Region pointing data:
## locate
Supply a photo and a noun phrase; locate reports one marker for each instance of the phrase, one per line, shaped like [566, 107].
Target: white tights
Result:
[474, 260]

WHAT YOU WILL DO: Reproduce each record exactly as it appears.

WRITTEN SOLUTION:
## locate
Supply a photo and a noun phrase; locate reports one marker for each instance of the phrase, one per line, shaped like [566, 107].
Target: white tights
Result:
[474, 260]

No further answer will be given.